* **Passage shown**:
• • • • • • •

Hi can i join you please ? we have just bought a wii and dh is setting it up as i type    i am wanting to buy a wii fit but can't get hold of one round here so i guess i'll have to wait but in the mean time i will be able to play wii sports so hopefully that'll be good, any tips ?

pam xx


----------



## Damelottie (Jul 26, 2005)

Finally got my wii fit going this evening. Oh its as brilliant as you all said  . I laughed and laughed and blooming 'eck, I can tell I've been doing something! Amazingly my 'age' came back as 3 years younger than I actually am!!!!


----------



## Wraakgodin (Jun 17, 2006)

My DH bought me CSI on Friday and I have been playing it nearly non-stop!  

I am stuck and wondered if you lovely ladies could help me (I know at least one of you has the game!   ).  I am on the last game, the one where you play with Grissom.  I have done everything up to where you have to line up the bullet holes but I don't know how to do that.  I have checked some online walkthroughs and they just say "click on the holes" - I have tried that and I can't.  Can anyone help??

Sad Sue


----------



## Damelottie (Jul 26, 2005)

Oh my word!!

My back and thighs!! It was all that lunging


----------



## sallyanne1 (Oct 23, 2006)

Sue i havent got that far yet sorry cant help ya


----------



## saphy75 (Mar 15, 2004)

what can i say ?? the wii is amazing, i have been playing it this morning and i'm addicted to the tennis   i can't wait to get a wii fit, but there just not available at the moment  

Emmalottie, that's great your age coming back 3 years younger mine would probably come back 50 years older i'm that unfit   



pam xx


----------



## Wraakgodin (Jun 17, 2006)

sallyanne1 said:


> Sue i havent got that far yet sorry cant help ya


I will have to wait then!!! 

Thanks anyway

Sue


----------



## Cuthbert (Oct 3, 2003)

Hi, 

I'm loving our Wii Fit - it's finally got me doing a bit of exercise and I'm better than DH at some activities, which is unheard of! But we started off with a 'Guest' when we first used the Wii Fit and now we can't get rid of him. Doesa anyone know if there is any way to delete the Guest Mii figures from the Wii Fit memory? 

Thanks. 

Jules


----------



## DizziSquirrel (Feb 15, 2005)

Is he in the line up of miis when you first open the wii fit where you choose who is going first 
If so you should have the option to delete him in the user settings.

~Dizzi~

Did Half hour this morning - lost 3lb and aged 4 yrs 
Oh well . . . .


----------



## C0nfused (Apr 13, 2007)

I've been playing on Tomb Raider Anniversary and I love it! Borrowed it off my DH's grandson and keep playing it!


----------



## DizziSquirrel (Feb 15, 2005)

Today started my 20 mins of Free Step and my body test, each morning when I get up at 6am!
I lost a 1lb over night and gained a year 

Would anyone like to join me on a morning step class  ( it needednt be that early! )
Just a thread with a step count and weight/ body test up or Down  .. . . .

~Dizzi~


----------



## Shabba (Nov 18, 2006)

• • • • • • •

* **Data extract**:
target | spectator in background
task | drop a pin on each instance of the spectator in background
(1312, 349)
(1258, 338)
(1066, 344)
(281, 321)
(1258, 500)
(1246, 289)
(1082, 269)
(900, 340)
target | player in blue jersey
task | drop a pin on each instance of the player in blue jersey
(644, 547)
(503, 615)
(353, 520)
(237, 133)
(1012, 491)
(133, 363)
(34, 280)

• • • • • • •

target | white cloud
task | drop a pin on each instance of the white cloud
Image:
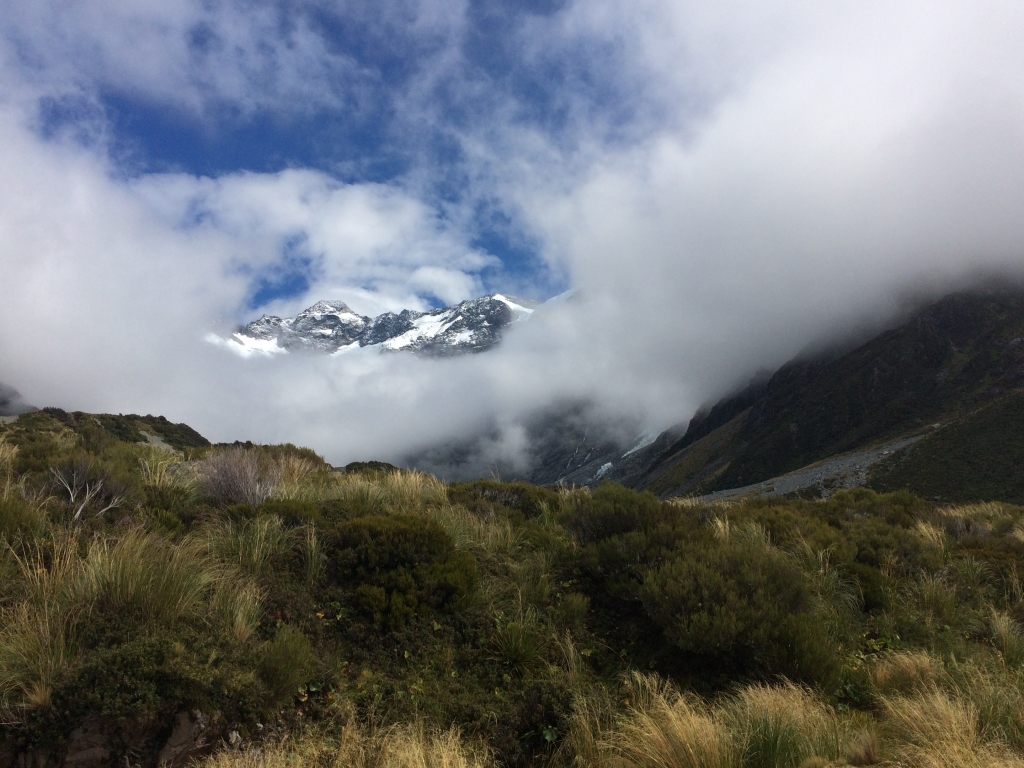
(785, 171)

• • • • • • •

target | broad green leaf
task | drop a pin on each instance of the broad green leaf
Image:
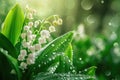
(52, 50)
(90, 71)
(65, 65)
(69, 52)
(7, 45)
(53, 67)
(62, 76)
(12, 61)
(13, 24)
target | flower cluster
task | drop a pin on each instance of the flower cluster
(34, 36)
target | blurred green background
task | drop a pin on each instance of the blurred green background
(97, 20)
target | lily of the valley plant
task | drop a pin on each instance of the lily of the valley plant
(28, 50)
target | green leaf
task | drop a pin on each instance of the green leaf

• • • • • • •

* **Aim**:
Reproduce the Wii forum thread starting at "Hi can i join" and ending at "good, any tips ?", swapping "round here" for "nearby". The data has no connection to the Wii forum thread.

* **Output**:
Hi can i join you please ? we have just bought a wii and dh is setting it up as i type    i am wanting to buy a wii fit but can't get hold of one nearby so i guess i'll have to wait but in the mean time i will be able to play wii sports so hopefully that'll be good, any tips ?